**TEXTE FOURNI:**
————————

Londres – Le comique de génie britannique Spike Milligan a déclaré un jour qu'il serait ravi d'avoir l'occasion de découvrir que l'argent ne fait pas le bonheur. On dit que ceux qui gagnent le gros lot finissent misérablement, bien que la réalité montre qu'ils sont aussi heureux que vous et moi si nous empochions un chèque d'un million de dollars. Néanmoins l'argent peut déclencher toutes sortes d'émotions – la colère par exemple.
C'est de cette façon que beaucoup de gens ont réagi en apprenant le niveau des primes des cadres financiers, quand la crise de 2007-2008 a frappé les banques, les entreprises, les économies des actionnaires, la croissance et l'emploi. Ainsi que l'a reconnu à sa manière un banquier, il y avait une certaine dissymétrie entre les revenus des banquiers et les pertes des banques.
Dans son dernier livre, un ouvrage magistral intitulé The Idea of Justice [L'idée de justice], le prix Nobel Amartya Sen souligne qu'un système est généralement jugé équitable quand les récompenses qu'il attribue sont liées à l'effort fourni. Cela n'a manifestement pas été le cas pour les banquiers.
Nous nous sommes pincé le nez et au nom de la survie de l'économie nationale nous avons approuvé les plans de sauvetage de l'Etat venant au secours des banques avec l'argent public. Aussi choquant que cela ait pu paraître, c'était une mesure nécessaire pour éviter une catastrophe économique.
Ayant accepté de collectiviser les pertes des banques alors que leurs gains sont privatisés, notre colère est montée encore d'un cran quand nous appris que les banquiers dont nous venions de sauver la mise plongeaient avec avidité leurs mains dans les coffres qui recommençaient à se remplir. Le caractère outrageux de ce comportement a de quoi nous faire soulever nos sourcils et provoquer une montée de notre tension artérielle. Comment peuvent-ils avoir un tel culot ?
Mais la colère ne doit pas nous entraîner dans la dénonciation tout azimut des fortunes personnelles. Il arrive que leurs propriétaires en mettent une énorme partie au service de l'intérêt général. A titre d'exemple prenons le cas des deux plus grands philanthropes, George Soros et Mo Ibrahim.
George Soros, le brillant investisseur, a utilisé une grande partie de sa fortune pour créer l'Open Society Institute qui a soutenu les révolutions démocratiques en Europe centrale et en Europe de l'Est et agit en faveur des droits de l'homme partout dans le monde.

————————

**DONNÉES FOURNIES:**
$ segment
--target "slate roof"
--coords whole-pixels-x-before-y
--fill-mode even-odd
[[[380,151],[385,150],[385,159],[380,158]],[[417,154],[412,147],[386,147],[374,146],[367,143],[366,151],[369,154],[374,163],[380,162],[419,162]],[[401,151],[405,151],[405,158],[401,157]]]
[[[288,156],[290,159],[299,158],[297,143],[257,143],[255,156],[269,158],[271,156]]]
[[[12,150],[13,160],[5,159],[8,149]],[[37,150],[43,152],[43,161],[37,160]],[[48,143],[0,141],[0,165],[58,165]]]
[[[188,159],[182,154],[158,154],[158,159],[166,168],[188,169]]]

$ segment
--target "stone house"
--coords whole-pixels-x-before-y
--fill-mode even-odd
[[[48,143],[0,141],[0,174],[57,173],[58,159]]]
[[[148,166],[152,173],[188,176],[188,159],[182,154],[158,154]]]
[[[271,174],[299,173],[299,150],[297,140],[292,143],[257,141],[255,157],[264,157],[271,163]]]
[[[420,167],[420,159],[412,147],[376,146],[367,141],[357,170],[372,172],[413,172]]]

————————

**CONSIGNES:**
a) Répondez à ces questions sur l'article sur les primes des banquiers :
(i) Quel est le titre du dernier livre d'Amartya Sen ?
(ii) Quels sont les deux philanthropes pris en exemple ?
(iii) Quelle institution George Soros a-t-il créée ?
b) Poursuivez l'article sur les primes des banquiers à partir de sa dernière phrase.

**RÉPONSES PAR CONSIGNE:**
a)
(i) The Idea of Justice [L'idée de justice]
(ii) George Soros et Mo Ibrahim
(iii) L'Open Society Institute

b)
Mo Ibrahim est l'un des entrepreneurs africains les plus remarquables. Il a construit un empire fondé sur la technologie, les programmes informatiques et la téléphonie mobile. Il a créé une fondation dont l'objectif principal est d'améliorer les normes de gouvernance en Afrique. Ce continent devrait profiter de l'occasion.
Avec un milliard de personnes réparties dans plus de 50 pays, l'Afrique est frappée par la pauvreté et bien trop souvent déchirée par la guerre. Paul Collier, un économiste d'Oxford spécialisé dans les questions de développement, estime que 75% des personnes les plus pauvres de la planète vivent dans des pays en guerre ou qui ont été en guerre récemment - la plupart de ces pays sont en Afrique. Il est plus facile d'y déclencher un soulèvement que d'y créer une entreprise.
La Guinée, maintenant sous la botte d'une junte militaire des plus inquiétante est au bord du désastre. Au Soudan, le conflit du Darfour se prolonge et les clivages entre le nord et le sud du pays menacent à nouveau la paix, dans l'attente d'un référendum sur l'indépendance du sud, promis pour 2011. Des centaines de milliers de personnes déplacées s'entassent dans des camps en Somalie où des seigneurs de la guerre tiennent le haut du pavé, et l'ont pourrait hélas prolonger cette liste à souhait.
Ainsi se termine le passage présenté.